**Complete the following**
a – From the passage on the study's limitations, quote the text from "We acknowledge that" up to and including "had been given.".
b – In the passage on the study's limitations, how do the authors describe the kind of study it was?
c – Say whether each statement agrees with the passage on the study's limitations, answering yes or no and quoting the deciding words. (i) PrInt lasted four weeks. (ii) The questions in the study concerned self-reported knowledge and confidence. (iii) The study found out how many times a procedure had been performed.

**Passage shown**
===============

This study has several limitations. The use of a control group would have defined if specific gains were due to the education package immediately before PrInt or experiential learning during the four weeks of PrInt.

We acknowledge that this is a relatively small, single-center cohort study. Moreover, the questions in this study pertain to self-reported knowledge and confidence, and in the absence of observational feedback, there are obvious concerns of its reliability and validity.25 Instructional courses may improve the learner’s perception of confidence, including their competence in performing the skill. However, while students reported that their knowledge had increased, it may not be an accurate indicator of their actual skills, knowledge, or performance ability.26 A further limitation to this study was its failure to find out how many times a procedure had been performed and whether any feedback had been given.

===============

**Given entries**
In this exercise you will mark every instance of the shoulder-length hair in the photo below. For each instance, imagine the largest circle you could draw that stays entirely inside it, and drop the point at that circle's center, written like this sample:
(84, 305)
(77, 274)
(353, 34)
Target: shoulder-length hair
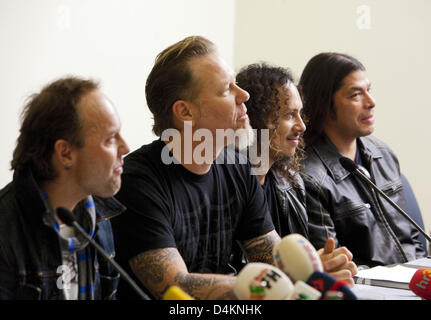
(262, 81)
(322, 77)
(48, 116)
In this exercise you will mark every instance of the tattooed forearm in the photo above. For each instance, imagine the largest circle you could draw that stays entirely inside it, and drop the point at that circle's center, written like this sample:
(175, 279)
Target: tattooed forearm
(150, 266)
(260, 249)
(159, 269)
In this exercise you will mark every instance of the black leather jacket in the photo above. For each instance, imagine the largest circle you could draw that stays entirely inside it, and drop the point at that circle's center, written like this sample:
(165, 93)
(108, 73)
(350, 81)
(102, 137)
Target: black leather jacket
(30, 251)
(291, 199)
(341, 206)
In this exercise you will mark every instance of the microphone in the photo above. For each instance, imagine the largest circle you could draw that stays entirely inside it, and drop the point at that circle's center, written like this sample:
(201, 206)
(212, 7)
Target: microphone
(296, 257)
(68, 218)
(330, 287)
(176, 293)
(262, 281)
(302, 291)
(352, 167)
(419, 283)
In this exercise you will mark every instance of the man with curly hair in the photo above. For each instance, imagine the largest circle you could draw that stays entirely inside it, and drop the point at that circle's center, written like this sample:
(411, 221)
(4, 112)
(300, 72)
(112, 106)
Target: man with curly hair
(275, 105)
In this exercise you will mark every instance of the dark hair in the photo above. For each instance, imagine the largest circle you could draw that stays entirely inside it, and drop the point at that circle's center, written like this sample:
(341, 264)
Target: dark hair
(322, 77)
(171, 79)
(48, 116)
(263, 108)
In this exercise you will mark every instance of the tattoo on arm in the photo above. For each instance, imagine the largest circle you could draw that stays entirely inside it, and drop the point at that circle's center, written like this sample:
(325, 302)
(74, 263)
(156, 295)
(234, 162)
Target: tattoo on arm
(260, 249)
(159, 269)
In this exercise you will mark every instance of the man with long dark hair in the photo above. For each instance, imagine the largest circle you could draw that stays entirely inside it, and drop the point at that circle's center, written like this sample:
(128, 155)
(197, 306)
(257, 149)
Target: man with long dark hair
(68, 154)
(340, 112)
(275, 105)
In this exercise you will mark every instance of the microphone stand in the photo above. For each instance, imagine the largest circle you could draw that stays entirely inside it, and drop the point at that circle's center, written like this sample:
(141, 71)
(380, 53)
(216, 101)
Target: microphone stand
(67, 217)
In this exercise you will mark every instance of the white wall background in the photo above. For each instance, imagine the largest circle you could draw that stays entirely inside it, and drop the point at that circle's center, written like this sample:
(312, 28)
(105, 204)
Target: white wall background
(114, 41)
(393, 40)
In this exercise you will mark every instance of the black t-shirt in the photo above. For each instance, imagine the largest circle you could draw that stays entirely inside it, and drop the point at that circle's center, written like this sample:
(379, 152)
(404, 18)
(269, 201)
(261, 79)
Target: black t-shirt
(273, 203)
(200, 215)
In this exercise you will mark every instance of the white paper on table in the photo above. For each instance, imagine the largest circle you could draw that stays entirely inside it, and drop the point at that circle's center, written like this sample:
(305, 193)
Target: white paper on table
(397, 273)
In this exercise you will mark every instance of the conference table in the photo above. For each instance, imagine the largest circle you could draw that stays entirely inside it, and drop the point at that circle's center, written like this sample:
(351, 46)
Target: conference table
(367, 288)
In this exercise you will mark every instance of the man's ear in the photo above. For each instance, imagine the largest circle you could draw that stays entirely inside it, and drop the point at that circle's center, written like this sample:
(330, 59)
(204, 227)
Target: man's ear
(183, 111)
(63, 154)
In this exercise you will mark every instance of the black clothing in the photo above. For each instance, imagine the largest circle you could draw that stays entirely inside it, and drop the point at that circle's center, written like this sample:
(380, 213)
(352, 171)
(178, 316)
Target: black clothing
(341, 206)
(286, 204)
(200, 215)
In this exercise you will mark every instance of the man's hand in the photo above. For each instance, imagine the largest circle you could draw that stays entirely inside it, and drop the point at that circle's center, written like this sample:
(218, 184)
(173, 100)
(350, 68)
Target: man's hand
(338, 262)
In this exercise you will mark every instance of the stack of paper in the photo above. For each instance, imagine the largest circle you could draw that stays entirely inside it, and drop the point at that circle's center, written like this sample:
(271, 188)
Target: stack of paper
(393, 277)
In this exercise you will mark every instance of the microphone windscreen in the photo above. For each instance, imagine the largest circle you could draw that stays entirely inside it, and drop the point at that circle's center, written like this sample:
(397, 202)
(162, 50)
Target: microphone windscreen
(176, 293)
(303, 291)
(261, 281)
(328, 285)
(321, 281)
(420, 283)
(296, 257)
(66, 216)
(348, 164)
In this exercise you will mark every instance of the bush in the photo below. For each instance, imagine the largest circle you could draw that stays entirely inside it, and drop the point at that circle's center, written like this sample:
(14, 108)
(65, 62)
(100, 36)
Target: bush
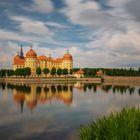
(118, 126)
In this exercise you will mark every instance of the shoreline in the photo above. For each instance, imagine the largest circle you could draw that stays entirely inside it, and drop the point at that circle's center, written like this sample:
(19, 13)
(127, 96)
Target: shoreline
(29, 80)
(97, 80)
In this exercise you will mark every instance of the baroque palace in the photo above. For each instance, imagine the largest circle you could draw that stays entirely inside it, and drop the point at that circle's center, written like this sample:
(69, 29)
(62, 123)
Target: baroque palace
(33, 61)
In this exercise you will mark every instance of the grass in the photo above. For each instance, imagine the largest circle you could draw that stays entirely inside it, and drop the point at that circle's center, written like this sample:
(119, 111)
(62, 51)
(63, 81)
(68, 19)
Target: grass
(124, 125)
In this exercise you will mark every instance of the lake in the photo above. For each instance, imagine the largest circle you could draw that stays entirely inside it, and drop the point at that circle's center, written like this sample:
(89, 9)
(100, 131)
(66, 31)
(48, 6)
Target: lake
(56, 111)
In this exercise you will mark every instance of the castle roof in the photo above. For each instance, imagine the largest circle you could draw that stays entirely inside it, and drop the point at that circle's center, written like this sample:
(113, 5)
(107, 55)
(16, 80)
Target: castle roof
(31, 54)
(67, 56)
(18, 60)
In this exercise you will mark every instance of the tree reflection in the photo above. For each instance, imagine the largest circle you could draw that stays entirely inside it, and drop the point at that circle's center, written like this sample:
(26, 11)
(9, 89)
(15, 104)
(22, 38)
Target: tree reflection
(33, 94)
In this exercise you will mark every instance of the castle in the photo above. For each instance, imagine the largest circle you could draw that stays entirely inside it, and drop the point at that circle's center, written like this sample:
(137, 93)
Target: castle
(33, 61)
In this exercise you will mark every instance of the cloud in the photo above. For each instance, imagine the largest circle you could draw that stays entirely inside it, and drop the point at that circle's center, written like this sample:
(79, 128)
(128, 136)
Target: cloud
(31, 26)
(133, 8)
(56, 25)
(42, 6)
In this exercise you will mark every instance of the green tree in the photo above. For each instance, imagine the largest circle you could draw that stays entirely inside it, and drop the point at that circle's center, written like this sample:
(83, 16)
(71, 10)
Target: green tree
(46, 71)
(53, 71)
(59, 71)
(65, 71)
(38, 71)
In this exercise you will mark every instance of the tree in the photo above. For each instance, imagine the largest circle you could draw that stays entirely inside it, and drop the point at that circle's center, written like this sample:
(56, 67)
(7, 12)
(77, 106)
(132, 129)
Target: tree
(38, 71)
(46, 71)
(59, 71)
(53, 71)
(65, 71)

===============

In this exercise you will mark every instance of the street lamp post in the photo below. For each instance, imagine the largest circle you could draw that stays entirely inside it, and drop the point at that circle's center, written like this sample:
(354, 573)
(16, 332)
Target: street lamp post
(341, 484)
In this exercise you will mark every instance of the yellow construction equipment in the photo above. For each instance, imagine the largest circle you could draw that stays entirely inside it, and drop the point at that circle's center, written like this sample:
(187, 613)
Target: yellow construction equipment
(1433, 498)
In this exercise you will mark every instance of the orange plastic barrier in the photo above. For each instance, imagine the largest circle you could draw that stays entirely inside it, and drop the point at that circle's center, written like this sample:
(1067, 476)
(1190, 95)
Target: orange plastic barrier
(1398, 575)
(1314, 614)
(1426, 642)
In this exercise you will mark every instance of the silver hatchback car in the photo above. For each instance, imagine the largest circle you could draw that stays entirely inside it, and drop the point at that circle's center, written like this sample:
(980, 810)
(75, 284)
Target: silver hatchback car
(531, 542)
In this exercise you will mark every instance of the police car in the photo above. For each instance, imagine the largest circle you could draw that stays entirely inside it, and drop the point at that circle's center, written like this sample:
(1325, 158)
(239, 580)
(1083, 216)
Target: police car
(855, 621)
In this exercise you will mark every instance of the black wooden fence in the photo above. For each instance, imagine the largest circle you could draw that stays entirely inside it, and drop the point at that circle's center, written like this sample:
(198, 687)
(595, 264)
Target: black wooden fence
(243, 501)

===============

**Answers below**
a –
We acknowledge that this is a relatively small, single-center cohort study. Moreover, the questions in this study pertain to self-reported knowledge and confidence, and in the absence of observational feedback, there are obvious concerns of its reliability and validity.25 Instructional courses may improve the learner’s perception of confidence, including their competence in performing the skill. However, while students reported that their knowledge had increased, it may not be an accurate indicator of their actual skills, knowledge, or performance ability.26 A further limitation to this study was its failure to find out how many times a procedure had been performed and whether any feedback had been given.

b – A relatively small, single-center cohort study.

c –
(i) Yes: "during the four weeks of PrInt"
(ii) Yes: "the questions in this study pertain to self-reported knowledge and confidence"
(iii) No: "its failure to find out how many times a procedure had been performed"